> [Given request A]: Copy out each row below that contains the string "jersey".
> [Given request B]: Write the next part of the Kafka issue update about corrupted records in KRaft FETCH responses, starting right after its last line.

* start Document passage *

[ 
https://issues.apache.org/jira/browse/KAFKA-18723?page=com.atlassian.jira.plugin.system.issuetabpanels:all-tabpanel
 ]

José Armando García Sancio updated KAFKA-18723:
-----------------------------------------------
    Description: 
It is possible for a KRaft replica to send corrupted records to the fetching 
replicas in the FETCH response. This is because there is a race between when 
the FETCH response gets generated by the KRaft IO thread and when the network 
thread, or linux kernel, reads the byte position in the log segment.

This race can generated corrupted records if the KRaft replica performed a 
truncation after the FETCH response was created but before the network thread 
read the bytes from the log segment.

I have seen the following errors:
{code:java}
 [ERROR] 2025-01-07 15:04:18,273 [kafka-0-raft-io-thread] 
org.apache.kafka.server.fault.ProcessTerminatingFaultHandler handleFault - 
Encountered fatal fault: Unexpected error in raft IO thread
org.apache.kafka.common.KafkaException: Append failed unexpectedly
        at 
kafka.raft.KafkaMetadataLog.handleAndConvertLogAppendInfo(KafkaMetadataLog.scala:117)
        at 
kafka.raft.KafkaMetadataLog.appendAsFollower(KafkaMetadataLog.scala:110)

* end Document passage *
* start Records supplied *

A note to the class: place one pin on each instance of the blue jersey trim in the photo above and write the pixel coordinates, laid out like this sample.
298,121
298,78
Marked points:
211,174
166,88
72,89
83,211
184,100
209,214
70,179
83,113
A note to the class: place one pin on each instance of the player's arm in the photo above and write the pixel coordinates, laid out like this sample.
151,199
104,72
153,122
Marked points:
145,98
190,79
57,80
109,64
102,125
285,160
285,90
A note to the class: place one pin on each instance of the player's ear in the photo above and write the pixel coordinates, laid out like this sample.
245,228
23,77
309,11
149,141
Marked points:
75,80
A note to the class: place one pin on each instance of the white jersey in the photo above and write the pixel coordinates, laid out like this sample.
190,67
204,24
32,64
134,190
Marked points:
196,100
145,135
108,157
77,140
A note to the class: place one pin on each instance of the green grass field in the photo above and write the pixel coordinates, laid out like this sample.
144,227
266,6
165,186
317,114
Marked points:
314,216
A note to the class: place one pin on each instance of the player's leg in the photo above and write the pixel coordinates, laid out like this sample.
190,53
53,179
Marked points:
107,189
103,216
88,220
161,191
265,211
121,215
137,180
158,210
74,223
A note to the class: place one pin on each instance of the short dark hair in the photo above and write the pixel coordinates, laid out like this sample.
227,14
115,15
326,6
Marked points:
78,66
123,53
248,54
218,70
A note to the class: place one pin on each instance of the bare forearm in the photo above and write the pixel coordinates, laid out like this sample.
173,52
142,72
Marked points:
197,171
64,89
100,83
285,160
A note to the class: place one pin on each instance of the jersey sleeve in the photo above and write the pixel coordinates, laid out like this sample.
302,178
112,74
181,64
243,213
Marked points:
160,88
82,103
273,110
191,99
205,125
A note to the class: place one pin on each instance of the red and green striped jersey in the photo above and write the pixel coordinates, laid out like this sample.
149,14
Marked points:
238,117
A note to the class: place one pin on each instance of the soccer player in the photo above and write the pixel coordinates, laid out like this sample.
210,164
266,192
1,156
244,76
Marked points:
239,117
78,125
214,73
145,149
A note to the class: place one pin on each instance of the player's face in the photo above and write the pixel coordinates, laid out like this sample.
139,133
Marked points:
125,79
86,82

* end Records supplied *

> [Written response A]:
A note to the class: place one pin on each instance of the blue jersey trim in the photo above and write the pixel coordinates, laid out like this sample.
A note to the class: place one pin on each instance of the white jersey in the photo above and write the pixel coordinates, laid out like this sample.
A note to the class: place one pin on each instance of the jersey sleeve in the photo above and write the pixel coordinates, laid out like this sample.
A note to the class: place one pin on each instance of the red and green striped jersey in the photo above and write the pixel coordinates, laid out like this sample.

> [Written response B]:
        at 
org.apache.kafka.raft.KafkaRaftClient.appendAsFollower(KafkaRaftClient.java:1227)
        at 
org.apache.kafka.raft.KafkaRaftClient.handleFetchResponse(KafkaRaftClient.java:1209)
        at 
org.apache.kafka.raft.KafkaRaftClient.handleResponse(KafkaRaftClient.java:1644)
        at 
org.apache.kafka.raft.KafkaRaftClient.handleInboundMessage(KafkaRaftClient.java:1770)
        at org.apache.kafka.raft.KafkaRaftClient.poll(KafkaRaftClient.java:2355)
        at kafka.raft.KafkaRaftManager$RaftIoThread.doWork(RaftManager.scala:71)
        at 
org.apache.kafka.server.util.ShutdownableThread.run(ShutdownableThread.java:138){code}
and
{code:java}
 [ERROR] 2025-01-07 18:06:20,121 [kafka-1-raft-io-thread] 
org.apache.kafka.server.fault.ProcessTerminatingFaultHandler handleFault - 
Encountered fatal fault: Unexpected error in raft IO thread"
org.apache.kafka.common.errors.CorruptRecordException: Record size 0 is less 
than the minimum record overhead (14)"{code}
This race also exists with Kafka's ISR based topic partition. In that case the 
replica fetcher catches all CorruptRecordException and InvalidRecordException.
{code:java}
                    } catch {
                      case ime@(_: CorruptRecordException | _: 
InvalidRecordException) =>
                        // we log the error and continue. This ensures two 
things
                        // 1. If there is a corrupt message in a topic 
partition, it does not bring the fetcher thread
                        //    down and cause other topic partition to also lag
                        // 2. If the message is corrupt due to a transient 
state in the log (truncation, partial writes
                        //    can cause this), we simply continue and should 
get fixed in the subsequent fetches
                        error(s"Found invalid messages during fetch for 
partition $topicPartition " +
                          s"offset ${currentFetchState.fetchOffset}", ime)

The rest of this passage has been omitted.